### Provided text
============

US loses another classical station

US loses another classical station

News

norman lebrecht

June 10, 2021

The owner of Northeast Indiana Public Radio, known as Classical 94.1 WBNI, has sold it to a Gospel station for $350,000.

At that price, if he’d offered more widely, a slippedisc consortium might have bought it.

Comments

  • SD’s chief diversity officer says:

    Why would we lament this?? Classical music is the music of patriarchy, colonialism, slavery and whyte supremacy. I want to rid the world of this poison.

  • Alan says:

    Music radio is all but dead. It’ll be a corpse in 20 years.

  • MWnyc says:

    That’s a bit backwards, Norman — Northeast Indiana Public Radio is the owner. It’s a not-for-profit entity that operates (until next month) Classical 94.1 WBNI as well as the NPR affiliate station 89.1 WBOI (“NPR News and Diverse Music”).

    It’s analogous to New York Public Radio being the owner of WNYC AM and FM (NPR news/talk) and WQXR (classical).

    The new owner of 94.1 FMwill be Taylor University Broadcasting Inc., the radio arm of an evangelical Christian university about 50 miles from Fort Wayne, Indiana (where thje station is located). Taylor University already has a “contemporary Christian” station (meaning country-music-inflected songs about loving Jesus); the new station, with the tagline “Rhythm and Praise”, will air African-American gospel music.

============

### Records supplied
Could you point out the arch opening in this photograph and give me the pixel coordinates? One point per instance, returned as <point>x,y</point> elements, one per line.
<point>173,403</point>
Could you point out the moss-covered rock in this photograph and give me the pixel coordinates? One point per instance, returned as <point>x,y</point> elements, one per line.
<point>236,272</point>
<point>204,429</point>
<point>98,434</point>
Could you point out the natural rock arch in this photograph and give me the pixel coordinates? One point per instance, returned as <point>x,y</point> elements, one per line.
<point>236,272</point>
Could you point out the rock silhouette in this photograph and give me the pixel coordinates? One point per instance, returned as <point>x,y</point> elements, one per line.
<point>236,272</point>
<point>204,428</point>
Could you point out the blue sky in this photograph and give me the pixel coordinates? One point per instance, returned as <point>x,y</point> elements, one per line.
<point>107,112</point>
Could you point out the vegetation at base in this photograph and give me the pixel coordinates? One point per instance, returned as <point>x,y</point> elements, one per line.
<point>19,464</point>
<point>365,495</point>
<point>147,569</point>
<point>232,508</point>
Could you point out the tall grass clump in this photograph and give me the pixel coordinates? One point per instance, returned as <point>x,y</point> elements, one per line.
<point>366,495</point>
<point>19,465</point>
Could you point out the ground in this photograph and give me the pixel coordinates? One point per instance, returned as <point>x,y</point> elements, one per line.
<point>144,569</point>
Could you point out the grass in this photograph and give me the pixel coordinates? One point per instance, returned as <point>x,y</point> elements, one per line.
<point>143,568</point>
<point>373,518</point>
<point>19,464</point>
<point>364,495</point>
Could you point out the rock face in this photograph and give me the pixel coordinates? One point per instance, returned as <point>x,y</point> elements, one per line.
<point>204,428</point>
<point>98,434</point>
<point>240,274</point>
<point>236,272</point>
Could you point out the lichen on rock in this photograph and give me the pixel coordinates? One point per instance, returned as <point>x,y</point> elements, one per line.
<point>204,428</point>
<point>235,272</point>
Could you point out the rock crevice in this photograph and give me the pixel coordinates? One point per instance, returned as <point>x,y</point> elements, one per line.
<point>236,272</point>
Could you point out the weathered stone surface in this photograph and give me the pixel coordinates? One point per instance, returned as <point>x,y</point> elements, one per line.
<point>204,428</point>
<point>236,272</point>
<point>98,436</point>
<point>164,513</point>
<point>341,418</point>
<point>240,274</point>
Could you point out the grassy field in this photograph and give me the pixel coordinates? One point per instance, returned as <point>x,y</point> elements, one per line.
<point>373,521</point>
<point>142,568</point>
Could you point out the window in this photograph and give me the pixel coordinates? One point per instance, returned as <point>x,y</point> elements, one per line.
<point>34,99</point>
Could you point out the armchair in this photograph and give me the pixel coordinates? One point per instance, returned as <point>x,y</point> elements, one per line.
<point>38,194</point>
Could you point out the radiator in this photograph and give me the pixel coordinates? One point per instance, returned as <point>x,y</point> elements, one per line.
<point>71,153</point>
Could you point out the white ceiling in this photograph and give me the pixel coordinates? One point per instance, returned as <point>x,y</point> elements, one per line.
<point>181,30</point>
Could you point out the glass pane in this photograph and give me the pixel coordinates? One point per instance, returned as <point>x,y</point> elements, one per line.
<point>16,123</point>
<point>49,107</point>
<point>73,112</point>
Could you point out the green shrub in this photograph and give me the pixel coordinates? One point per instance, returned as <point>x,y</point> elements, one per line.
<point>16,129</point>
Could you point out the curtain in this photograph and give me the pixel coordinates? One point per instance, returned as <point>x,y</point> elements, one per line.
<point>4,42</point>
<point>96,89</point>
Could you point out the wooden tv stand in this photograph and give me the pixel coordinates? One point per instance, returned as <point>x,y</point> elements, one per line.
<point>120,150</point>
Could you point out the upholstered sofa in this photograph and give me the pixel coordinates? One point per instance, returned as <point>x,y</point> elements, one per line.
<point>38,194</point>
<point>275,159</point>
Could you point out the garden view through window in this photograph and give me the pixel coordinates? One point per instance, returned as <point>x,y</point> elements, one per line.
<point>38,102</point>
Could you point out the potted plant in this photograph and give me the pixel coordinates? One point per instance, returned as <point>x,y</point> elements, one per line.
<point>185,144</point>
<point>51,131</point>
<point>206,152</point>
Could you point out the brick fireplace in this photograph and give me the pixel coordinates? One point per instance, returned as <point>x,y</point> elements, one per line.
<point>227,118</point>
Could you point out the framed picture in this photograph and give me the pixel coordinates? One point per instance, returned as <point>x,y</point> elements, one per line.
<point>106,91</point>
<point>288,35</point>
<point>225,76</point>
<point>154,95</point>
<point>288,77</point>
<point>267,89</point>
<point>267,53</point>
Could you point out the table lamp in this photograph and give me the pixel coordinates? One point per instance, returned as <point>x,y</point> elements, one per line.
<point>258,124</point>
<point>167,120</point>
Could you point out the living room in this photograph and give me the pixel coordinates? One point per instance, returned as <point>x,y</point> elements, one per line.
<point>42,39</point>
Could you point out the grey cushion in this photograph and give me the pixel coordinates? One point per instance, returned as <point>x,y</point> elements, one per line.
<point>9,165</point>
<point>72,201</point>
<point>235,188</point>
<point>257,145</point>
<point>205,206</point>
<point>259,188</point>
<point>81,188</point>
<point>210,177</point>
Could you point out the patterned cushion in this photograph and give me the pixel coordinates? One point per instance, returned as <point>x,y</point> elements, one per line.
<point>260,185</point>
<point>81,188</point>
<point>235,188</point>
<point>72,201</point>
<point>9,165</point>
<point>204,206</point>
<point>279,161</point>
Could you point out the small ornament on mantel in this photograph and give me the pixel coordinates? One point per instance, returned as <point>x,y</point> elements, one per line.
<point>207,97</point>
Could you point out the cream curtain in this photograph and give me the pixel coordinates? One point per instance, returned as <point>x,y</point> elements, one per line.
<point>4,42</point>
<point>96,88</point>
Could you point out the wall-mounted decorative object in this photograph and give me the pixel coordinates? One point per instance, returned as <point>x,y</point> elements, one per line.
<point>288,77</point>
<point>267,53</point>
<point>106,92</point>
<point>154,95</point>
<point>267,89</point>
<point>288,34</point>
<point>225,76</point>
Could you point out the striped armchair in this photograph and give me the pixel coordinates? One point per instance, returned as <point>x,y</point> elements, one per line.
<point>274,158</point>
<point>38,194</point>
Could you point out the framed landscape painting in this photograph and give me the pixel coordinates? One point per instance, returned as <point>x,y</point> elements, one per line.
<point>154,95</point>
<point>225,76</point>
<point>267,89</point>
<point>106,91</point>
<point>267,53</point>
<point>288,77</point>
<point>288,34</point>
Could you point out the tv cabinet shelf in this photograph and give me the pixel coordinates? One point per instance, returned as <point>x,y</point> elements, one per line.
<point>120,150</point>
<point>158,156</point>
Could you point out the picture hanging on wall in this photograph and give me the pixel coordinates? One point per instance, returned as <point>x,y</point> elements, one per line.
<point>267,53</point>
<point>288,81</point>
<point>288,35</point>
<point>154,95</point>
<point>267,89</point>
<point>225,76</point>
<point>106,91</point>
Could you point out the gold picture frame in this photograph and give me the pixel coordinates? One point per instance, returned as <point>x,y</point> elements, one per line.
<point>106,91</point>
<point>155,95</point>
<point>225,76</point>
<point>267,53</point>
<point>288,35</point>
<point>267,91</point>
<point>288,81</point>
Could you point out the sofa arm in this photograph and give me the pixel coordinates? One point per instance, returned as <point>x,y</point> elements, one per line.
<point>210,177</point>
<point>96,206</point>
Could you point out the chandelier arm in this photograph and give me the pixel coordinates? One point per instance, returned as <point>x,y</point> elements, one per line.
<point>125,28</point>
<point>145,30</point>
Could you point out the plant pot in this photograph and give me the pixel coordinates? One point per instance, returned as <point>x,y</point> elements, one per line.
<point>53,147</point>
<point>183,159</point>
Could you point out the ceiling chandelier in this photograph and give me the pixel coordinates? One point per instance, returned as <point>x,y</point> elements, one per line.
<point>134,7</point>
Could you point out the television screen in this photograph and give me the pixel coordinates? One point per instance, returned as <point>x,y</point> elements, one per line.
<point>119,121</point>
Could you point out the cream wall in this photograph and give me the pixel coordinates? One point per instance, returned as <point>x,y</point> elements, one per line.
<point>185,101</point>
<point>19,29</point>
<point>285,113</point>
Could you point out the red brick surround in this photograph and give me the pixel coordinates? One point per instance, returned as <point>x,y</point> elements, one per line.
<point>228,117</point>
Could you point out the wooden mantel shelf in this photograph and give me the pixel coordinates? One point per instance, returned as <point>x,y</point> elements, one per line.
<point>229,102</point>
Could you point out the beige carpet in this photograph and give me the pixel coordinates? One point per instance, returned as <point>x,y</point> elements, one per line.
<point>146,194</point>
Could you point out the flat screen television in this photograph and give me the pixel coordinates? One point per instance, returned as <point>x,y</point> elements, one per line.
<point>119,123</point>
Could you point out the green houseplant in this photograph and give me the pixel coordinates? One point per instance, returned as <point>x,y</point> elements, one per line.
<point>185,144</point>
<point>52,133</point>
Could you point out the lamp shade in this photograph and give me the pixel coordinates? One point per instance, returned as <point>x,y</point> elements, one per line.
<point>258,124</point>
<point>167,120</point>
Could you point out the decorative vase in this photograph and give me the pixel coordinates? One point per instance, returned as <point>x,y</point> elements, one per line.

============

### Activity list
[1] Retype the post about the Indiana classical station sale, starting with "June 10, 2021" and going on through "have bought it.".
[2] Continue the post about the Indiana classical station sale from where it stops.

### Answers by item number
[1]
June 10, 2021

The owner of Northeast Indiana Public Radio, known as Classical 94.1 WBNI, has sold it to a Gospel station for $350,000.

At that price, if he’d offered more widely, a slippedisc consortium might have bought it.

[2]
    Notable (and sad) fact: the $350,000 sale price is just under one-fifth of what Northeast Indiana Public Radio paid for the license for the 94.1 FM frequency in 2002.

  • Herbie G says:

    “Music radio is all but dead. It’ll be a corpse in 20 years.” Yes, and Covid is caused by 5G mobile phone masts.

    If I select the ‘Classical’ genre on my Internet radio, it lists more than 550 clasical music stations alone, let alone all the other genres listed. But if Alan says it’s dead, then he must be right because he probably got it from the Internet. Or was it a dope-induced dream, like Coleridge’s Kubla Khan?

    • Internet “radio” is not radio.

      • Bill says:

        Oh, how is that? I get the same content when I listen to a local classical station on the Fm radio in the car or on my iPad once I get home (ignoring the slight delay for the internet stream). Works much better for the many stations around the world outside of typical broadcast range, too!

      • Peter San Diego says:

        Do people still listen to old-fashioned radio??
        😉

  • Patrick says:

    This is not surprising from the state that gave us the slobbering bootlicker Mike Pence.

  • Old Man in the Midwest says:

    Perhaps all we need is a handful of actual radio stations that focus on Classical music.

    With the advent of streaming, satellite radio, and internet access, I have plenty of choices that offer me high class listening.

    A small backwater radio station is not something the world needs.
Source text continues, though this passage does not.